* SELECTED EXTRACT *
On Fri, Aug 16, 2024 at 12:12 PM Kui-Feng Lee <thinker.li@gmail.com> wrote:
>
> Make __uptr available to BPF programs to enable them to define uptrs.
>
> Signed-off-by: Kui-Feng Lee <thinker.li@gmail.com>
> ---
>  tools/lib/bpf/bpf_helpers.h | 1 +
>  1 file changed, 1 insertion(+)
>

Acked-by: Andrii Nakryiko <andrii@kernel.org>

> diff --git a/tools/lib/bpf/bpf_helpers.h b/tools/lib/bpf/bpf_helpers.h
> index 305c62817dd3..7ff9d947b976 100644
> --- a/tools/lib/bpf/bpf_helpers.h
> +++ b/tools/lib/bpf/bpf_helpers.h
> @@ -185,6 +185,7 @@ enum libbpf_tristate {
>  #define __kptr_untrusted __attribute__((btf_type_tag("kptr_untrusted")))
>  #define __kptr __attribute__((btf_type_tag("kptr")))
>  #define __percpu_kptr __attribute__((btf_type_tag("percpu_kptr")))
> +#define __uptr __attribute__((btf_type_tag("uptr")))
>
>  #if defined (__clang__)
>  #define bpf_ksym_exists(sym) ({                                                \
> --
> 2.34.1
>

^ permalink raw reply	[flat|nested] 15+ messages in thread

* Re: [RFC bpf-next v4 5/6] libbpf: define __uptr.
  2024-08-27 23:13   ` Andrii Nakryiko
@ 2024-08-28 17:53     ` Kui-Feng Lee
  0 siblings, 0 replies; 15+ messages in thread
From: Kui-Feng Lee @ 2024-08-28 17:53 UTC (permalink / raw)
  To: Andrii Nakryiko, Kui-Feng Lee; +Cc: bpf, ast, martin.lau, andrii, kuifeng


Thanks for the review.

On 8/27/24 16:13, Andrii Nakryiko wrote:
> On Fri, Aug 16, 2024 at 12:12 PM Kui-Feng Lee <thinker.li@gmail.com> wrote:
>>
>> Make __uptr available to BPF programs to enable them to define uptrs.
>>
>> Signed-off-by: Kui-Feng Lee <thinker.li@gmail.com>
>> ---
>>   tools/lib/bpf/bpf_helpers.h | 1 +
>>   1 file changed, 1 insertion(+)
>>
> 
> Acked-by: Andrii Nakryiko <andrii@kernel.org>
> 
>> diff --git a/tools/lib/bpf/bpf_helpers.h b/tools/lib/bpf/bpf_helpers.h
>> index 305c62817dd3..7ff9d947b976 100644
>> --- a/tools/lib/bpf/bpf_helpers.h
>> +++ b/tools/lib/bpf/bpf_helpers.h
>> @@ -185,6 +185,7 @@ enum libbpf_tristate {
>>   #define __kptr_untrusted __attribute__((btf_type_tag("kptr_untrusted")))
>>   #define __kptr __attribute__((btf_type_tag("kptr")))
>>   #define __percpu_kptr __attribute__((btf_type_tag("percpu_kptr")))
>> +#define __uptr __attribute__((btf_type_tag("uptr")))
>>
>>   #if defined (__clang__)

* TASKS FOR THIS EXERCISE *
A - Which file does the patch in the libbpf patch thread modify?
B - Please continue the libbpf patch thread from its final line onward.

* DATA SECTION *
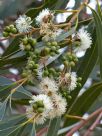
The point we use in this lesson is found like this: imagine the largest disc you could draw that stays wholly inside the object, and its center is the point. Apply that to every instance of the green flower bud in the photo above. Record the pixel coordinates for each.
(7, 28)
(66, 63)
(40, 104)
(53, 48)
(35, 106)
(24, 74)
(52, 53)
(35, 71)
(72, 64)
(5, 34)
(25, 41)
(35, 66)
(64, 58)
(47, 50)
(57, 52)
(69, 97)
(32, 41)
(79, 79)
(48, 44)
(69, 54)
(28, 47)
(12, 26)
(58, 47)
(54, 43)
(70, 58)
(76, 59)
(79, 84)
(40, 110)
(52, 70)
(46, 73)
(36, 52)
(14, 30)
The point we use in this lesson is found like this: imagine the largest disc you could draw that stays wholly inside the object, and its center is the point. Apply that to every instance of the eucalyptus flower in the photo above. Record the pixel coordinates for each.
(23, 24)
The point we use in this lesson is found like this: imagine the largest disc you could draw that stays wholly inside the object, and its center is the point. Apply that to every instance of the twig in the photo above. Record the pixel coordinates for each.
(75, 117)
(90, 130)
(82, 123)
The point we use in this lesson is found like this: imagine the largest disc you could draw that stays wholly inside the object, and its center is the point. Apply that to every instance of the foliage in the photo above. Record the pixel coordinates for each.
(28, 48)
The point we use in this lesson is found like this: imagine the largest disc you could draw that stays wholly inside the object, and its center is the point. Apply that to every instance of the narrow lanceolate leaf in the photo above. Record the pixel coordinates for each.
(54, 127)
(12, 121)
(84, 102)
(33, 132)
(85, 69)
(98, 23)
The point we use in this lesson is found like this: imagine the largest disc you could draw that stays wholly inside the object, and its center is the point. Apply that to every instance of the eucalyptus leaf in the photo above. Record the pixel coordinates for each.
(54, 127)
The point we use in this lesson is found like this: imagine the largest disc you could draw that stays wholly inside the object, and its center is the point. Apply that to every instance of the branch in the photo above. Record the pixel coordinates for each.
(82, 123)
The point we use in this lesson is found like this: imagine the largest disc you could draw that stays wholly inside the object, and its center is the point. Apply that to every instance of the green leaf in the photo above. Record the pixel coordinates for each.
(85, 101)
(33, 132)
(98, 24)
(11, 121)
(34, 11)
(54, 127)
(3, 109)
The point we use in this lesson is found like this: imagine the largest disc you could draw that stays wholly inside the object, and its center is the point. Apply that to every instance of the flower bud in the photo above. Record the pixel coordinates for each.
(14, 30)
(5, 34)
(72, 64)
(7, 28)
(25, 41)
(40, 110)
(48, 44)
(54, 43)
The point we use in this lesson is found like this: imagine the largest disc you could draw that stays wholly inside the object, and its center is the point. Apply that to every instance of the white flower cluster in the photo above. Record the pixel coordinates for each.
(85, 40)
(48, 30)
(54, 104)
(23, 24)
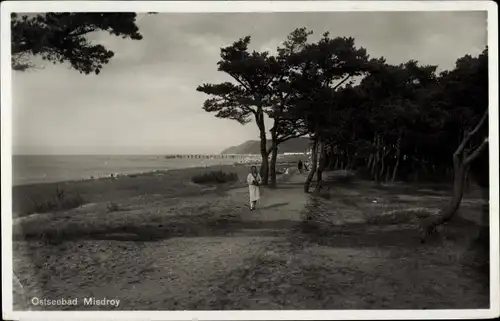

* ANSWERS TO THE EXERCISE *
A - tools/lib/bpf/bpf_helpers.h

B -
>>   #define bpf_ksym_exists(sym) ({                                                \
>> --
>> 2.34.1
>>

^ permalink raw reply	[flat|nested] 15+ messages in thread

* Re: [RFC bpf-next v4 4/6] bpf: pin, translate, and unpin __uptr from syscalls.
  2024-08-16 19:12 ` [RFC bpf-next v4 4/6] bpf: pin, translate, and unpin __uptr from syscalls Kui-Feng Lee
@ 2024-08-28 23:24   ` Alexei Starovoitov
  2024-09-04 22:21     ` Martin KaFai Lau
  0 siblings, 1 reply; 15+ messages in thread
From: Alexei Starovoitov @ 2024-08-28 23:24 UTC (permalink / raw)
  To: Kui-Feng Lee
  Cc: bpf, Alexei Starovoitov, Martin KaFai Lau, Andrii Nakryiko,
	Kui-Feng Lee, Kui-Feng Lee, linux-mm

On Fri, Aug 16, 2024 at 12:12 PM Kui-Feng Lee <thinker.li@gmail.com> wrote:
>
> When a user program updates a map value, every uptr will be pinned and
> translated to an address in the kernel. This process is initiated by
> calling bpf_map_update_elem() from user programs.
>
> To access uptrs in BPF programs, they are pinned using
> pin_user_pages_fast(), but the conversion to kernel addresses is actually
> done by page_address(). The uptrs can be unpinned using unpin_user_pages().
>
> Currently, the memory block pointed to by a uptr must reside in a single
> memory page, as crossing multiple pages is not supported. uptr is only
> supported by task storage maps and can only be set by user programs through
> syscalls.
>
> When the value of an uptr is overwritten or destroyed, the memory pointed
> to by the old value must be unpinned. This is ensured by calling
> bpf_obj_uptrcpy() and copy_map_uptr_locked()

Doesn't look like there is a test for it, but more importantly
unpin shouldn't be called from bpf prog, since
we cannot guarantee that the execution context is safe enough to do unpin.
More on this below.

> when updating map value and by
> bpf_obj_free_fields() when destroying map value.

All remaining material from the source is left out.